→ **課題の目的**:
『呪術廻戦』を論じた記事で、同作のアニメ化を手がけた制作会社として名前が挙がっているのはどこか。

→ **本文抜粋**:
::::

2025年12月3日、 中国のポータルサイト・捜狐に「『呪術廻戦』はなぜ議論が絶えないのか、評価が二極化する背景とは」と題した記事が掲載された。

記事は、「24年9月、『呪術廻戦』は約6年半の連載を経て完結したが、圧倒的な売上と同様に強烈な賛否を生み出し、同作がもはや単なる熱血少年漫画の枠を超えた存在であることを証明したのである。

また、同作は少年と呪いの戦いを描く物語であると同時に、理想と現実、集団の規範と個人の意思の狭間で生き延びようとする現代の若者たちの精神を映す『鋭い鏡』でもある」と述べた。

そして、「18年3月5日、『週刊少年ジャンプ』50周年企画の目玉としてスタートした同作は、次世代の看板作品の候補として大きな期待を背負っていた。原作者・芥見下々氏は自ら影響元を公言し『BLEACH』や『NARUTO』など先行作品の要素を取り入れた結果、当初は『模倣』との批判も受けた。しかし、そうした手法がかえって理解しやすく新鮮な世界観を生み、現代都市に呪いを持ち込む設定は『日本版ハリー・ポッター』とも評された」とした。

記事は、「物語は人間の負の感情から生まれた呪霊と戦う呪術の世界を描く。主人公・虎杖悠仁(いたどりゆうじ)は人を救うため、千年の呪いの王・両面宿儺(りょうめんすくな)の指を飲み込み、処刑される危険と隣り合わせで東京呪術高専に身を投じる」と説明し、「この設定は、『週刊少年ジャンプ』的な熱血成長物語であると同時に、より複雑な現代的テーマを扱うための地盤となった」と論じた。

また、「『呪術廻戦』の世界的成功を支えたのが、制作会社・MAPPAによるアニメ化だ。原作の力強い画風を、洗練された映像美と迫力あるアクションへ昇華し『スタイリッシュで残酷』な独自の美学を確立した。さらに作品の核にあるのは冷徹な生存哲学である。虎杖は『正しい死とは何か』という問いを突きつけられ、仲間の死を背負いながら、次第に無邪気さを失っていく。この姿勢は、従来の少年漫画の楽観性から意図的に距離を取るものだ」と言及した。

さらに、「最強の呪術師・五条悟(ごじょうさとる)もまた、単なる無敵キャラではない。

::::

→ **データ記録**:

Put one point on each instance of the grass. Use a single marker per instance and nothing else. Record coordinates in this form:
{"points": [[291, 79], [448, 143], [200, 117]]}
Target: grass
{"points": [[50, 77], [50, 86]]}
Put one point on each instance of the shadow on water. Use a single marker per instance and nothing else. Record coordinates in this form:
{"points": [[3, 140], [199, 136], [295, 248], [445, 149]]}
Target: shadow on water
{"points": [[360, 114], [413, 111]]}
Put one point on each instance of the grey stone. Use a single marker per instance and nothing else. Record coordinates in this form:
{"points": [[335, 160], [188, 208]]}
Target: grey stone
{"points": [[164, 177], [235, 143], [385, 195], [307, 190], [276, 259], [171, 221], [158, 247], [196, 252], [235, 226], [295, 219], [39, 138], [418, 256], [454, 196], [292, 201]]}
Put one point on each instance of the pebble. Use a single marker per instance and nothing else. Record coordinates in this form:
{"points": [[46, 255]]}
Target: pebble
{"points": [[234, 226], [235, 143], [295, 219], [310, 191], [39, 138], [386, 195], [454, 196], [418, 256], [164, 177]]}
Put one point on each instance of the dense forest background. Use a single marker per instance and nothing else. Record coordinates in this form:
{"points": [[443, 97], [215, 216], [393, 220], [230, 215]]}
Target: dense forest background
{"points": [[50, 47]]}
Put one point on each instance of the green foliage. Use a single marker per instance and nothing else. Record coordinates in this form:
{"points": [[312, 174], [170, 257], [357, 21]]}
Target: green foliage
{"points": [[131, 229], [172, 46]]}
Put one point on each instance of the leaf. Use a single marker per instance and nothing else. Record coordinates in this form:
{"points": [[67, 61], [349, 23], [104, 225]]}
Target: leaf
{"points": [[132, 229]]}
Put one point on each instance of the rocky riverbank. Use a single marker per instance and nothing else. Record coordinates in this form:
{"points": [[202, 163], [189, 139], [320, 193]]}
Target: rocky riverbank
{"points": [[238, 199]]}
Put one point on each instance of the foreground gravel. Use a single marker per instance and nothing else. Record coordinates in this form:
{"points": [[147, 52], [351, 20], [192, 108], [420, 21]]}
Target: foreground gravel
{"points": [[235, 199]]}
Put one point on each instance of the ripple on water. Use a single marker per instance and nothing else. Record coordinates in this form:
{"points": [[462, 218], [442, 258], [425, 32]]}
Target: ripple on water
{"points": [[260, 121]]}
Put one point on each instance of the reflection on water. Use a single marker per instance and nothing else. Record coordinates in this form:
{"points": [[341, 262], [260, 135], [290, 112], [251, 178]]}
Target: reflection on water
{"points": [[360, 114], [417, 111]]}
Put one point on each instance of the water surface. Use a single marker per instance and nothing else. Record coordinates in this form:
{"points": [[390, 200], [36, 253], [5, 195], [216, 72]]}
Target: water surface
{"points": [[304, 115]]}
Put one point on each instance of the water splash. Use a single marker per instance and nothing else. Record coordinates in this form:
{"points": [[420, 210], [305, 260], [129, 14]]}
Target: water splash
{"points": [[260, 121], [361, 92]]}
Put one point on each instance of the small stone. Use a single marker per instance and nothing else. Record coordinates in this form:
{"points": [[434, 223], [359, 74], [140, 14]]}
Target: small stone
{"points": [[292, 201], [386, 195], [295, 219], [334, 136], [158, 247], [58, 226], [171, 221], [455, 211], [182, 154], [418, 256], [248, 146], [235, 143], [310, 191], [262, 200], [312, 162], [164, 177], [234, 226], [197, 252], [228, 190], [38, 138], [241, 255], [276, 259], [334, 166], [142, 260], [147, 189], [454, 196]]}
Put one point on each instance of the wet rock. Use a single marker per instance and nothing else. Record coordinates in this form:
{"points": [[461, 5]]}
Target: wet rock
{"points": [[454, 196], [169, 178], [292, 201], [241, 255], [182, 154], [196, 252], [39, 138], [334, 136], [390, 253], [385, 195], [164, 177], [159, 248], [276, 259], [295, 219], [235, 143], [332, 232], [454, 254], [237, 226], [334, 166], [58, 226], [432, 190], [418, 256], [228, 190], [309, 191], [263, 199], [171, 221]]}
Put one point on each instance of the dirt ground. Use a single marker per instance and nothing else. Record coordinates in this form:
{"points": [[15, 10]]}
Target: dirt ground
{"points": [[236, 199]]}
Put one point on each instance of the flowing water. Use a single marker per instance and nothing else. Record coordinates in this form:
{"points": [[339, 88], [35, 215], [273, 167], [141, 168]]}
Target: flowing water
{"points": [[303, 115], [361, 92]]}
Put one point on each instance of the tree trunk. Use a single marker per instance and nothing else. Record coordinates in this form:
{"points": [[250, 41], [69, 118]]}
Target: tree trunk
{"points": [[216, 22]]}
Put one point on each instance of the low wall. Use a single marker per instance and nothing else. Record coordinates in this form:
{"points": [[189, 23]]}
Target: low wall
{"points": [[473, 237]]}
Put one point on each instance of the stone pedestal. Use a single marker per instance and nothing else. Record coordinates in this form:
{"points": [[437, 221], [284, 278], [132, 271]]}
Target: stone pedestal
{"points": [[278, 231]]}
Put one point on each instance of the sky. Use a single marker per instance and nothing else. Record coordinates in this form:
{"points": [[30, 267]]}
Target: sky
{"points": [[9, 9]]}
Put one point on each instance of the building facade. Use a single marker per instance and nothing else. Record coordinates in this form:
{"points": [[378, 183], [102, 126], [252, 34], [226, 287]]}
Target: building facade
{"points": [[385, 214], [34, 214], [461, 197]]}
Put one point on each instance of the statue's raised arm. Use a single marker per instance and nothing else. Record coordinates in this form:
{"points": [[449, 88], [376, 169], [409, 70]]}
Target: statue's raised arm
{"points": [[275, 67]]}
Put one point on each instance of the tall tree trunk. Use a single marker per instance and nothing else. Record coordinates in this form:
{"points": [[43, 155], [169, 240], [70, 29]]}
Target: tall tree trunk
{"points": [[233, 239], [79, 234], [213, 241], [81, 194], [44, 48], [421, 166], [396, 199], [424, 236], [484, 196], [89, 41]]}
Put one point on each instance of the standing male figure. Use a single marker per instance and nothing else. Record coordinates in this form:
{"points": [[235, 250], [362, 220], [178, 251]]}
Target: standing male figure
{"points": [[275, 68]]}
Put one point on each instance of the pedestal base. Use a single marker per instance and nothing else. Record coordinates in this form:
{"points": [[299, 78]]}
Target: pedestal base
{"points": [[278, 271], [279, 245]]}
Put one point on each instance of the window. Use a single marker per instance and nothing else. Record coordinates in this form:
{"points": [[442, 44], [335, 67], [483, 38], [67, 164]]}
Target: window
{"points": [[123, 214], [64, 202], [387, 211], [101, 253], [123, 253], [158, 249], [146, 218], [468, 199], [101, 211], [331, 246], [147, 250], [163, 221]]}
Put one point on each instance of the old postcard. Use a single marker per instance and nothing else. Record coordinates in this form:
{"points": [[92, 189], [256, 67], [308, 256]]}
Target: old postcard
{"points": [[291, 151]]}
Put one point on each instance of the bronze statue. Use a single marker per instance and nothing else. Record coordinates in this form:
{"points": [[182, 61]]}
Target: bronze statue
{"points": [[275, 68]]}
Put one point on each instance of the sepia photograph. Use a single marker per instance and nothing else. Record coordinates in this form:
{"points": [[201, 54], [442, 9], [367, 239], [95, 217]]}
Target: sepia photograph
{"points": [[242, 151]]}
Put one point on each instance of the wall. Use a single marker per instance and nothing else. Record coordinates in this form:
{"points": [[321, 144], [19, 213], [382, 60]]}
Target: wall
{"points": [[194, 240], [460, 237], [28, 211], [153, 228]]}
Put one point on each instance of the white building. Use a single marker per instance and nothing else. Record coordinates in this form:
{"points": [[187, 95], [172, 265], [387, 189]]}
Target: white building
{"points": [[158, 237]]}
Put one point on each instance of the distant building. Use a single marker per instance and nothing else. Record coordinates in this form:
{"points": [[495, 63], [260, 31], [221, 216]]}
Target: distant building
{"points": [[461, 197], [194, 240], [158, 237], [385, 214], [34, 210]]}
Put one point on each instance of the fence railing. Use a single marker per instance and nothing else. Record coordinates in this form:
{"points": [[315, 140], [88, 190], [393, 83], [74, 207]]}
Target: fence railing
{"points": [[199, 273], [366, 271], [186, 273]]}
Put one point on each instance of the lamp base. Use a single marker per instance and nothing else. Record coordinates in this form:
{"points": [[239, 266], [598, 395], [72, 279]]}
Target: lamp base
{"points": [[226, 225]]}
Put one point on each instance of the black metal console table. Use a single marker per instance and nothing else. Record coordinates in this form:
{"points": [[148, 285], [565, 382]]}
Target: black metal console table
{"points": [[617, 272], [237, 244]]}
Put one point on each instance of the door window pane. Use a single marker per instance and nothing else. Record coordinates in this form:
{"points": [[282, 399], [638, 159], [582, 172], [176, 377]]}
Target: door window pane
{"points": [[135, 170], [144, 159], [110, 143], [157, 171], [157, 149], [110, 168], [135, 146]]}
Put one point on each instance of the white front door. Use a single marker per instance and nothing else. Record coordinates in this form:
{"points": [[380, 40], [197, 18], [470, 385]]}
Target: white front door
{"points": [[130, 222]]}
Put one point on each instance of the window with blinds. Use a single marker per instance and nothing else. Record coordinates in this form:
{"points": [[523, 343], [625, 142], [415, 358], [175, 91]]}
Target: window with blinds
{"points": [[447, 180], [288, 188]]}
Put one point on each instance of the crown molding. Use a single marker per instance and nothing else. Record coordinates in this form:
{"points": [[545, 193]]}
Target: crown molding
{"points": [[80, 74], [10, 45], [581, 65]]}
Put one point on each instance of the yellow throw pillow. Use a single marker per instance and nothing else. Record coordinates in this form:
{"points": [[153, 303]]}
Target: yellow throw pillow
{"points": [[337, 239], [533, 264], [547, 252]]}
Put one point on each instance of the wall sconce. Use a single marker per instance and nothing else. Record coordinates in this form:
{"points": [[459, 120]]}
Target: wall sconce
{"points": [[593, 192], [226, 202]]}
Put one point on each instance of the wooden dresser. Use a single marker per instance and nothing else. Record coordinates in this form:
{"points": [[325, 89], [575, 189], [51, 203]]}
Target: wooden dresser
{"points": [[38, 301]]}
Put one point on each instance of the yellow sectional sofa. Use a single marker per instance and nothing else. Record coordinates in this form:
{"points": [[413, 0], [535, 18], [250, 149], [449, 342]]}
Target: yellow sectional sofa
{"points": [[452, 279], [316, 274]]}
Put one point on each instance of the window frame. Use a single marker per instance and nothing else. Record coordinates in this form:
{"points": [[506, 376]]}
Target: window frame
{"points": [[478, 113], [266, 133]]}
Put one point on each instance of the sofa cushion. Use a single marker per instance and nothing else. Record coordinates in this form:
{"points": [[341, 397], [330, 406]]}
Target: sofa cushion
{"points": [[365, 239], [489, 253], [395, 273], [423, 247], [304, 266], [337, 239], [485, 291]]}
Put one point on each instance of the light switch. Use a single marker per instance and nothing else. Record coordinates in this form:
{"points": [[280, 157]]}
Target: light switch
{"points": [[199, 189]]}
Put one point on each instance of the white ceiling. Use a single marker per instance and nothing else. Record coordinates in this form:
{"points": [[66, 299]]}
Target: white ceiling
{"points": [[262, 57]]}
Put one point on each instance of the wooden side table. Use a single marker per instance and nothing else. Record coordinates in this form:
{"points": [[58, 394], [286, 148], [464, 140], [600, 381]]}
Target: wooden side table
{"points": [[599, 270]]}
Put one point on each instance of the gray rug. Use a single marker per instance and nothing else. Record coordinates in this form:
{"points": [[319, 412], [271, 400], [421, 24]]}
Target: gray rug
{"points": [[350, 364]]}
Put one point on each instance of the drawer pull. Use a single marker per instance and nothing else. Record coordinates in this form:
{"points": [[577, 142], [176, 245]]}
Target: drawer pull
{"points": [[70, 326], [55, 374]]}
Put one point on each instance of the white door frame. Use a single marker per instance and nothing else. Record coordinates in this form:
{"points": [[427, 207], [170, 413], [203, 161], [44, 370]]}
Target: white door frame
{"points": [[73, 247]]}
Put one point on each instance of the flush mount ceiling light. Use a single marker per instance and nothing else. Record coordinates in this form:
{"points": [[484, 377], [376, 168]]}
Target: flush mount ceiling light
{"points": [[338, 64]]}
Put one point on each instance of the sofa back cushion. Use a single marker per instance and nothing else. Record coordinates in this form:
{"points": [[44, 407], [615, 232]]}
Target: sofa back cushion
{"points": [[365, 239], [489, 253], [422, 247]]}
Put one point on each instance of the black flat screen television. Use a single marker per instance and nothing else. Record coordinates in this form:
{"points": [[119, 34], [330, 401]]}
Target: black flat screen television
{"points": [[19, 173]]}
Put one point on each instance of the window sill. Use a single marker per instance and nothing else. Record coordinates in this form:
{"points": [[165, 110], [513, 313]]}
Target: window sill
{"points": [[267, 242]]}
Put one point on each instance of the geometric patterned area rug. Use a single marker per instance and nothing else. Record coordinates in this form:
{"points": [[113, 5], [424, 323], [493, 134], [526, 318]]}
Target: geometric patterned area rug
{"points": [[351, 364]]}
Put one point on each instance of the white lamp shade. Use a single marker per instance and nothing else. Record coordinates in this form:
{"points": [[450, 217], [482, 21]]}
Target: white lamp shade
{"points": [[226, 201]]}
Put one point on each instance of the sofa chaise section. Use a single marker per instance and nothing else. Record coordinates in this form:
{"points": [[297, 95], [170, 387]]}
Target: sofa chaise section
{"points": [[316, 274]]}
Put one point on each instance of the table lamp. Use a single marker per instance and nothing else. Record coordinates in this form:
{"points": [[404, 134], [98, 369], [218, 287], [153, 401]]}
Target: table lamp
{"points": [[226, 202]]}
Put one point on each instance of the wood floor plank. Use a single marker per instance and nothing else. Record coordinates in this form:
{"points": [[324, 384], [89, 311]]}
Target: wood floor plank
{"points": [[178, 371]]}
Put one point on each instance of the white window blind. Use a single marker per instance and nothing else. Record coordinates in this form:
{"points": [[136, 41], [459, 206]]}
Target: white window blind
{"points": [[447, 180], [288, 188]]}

::::

→ **解答**:
MAPPA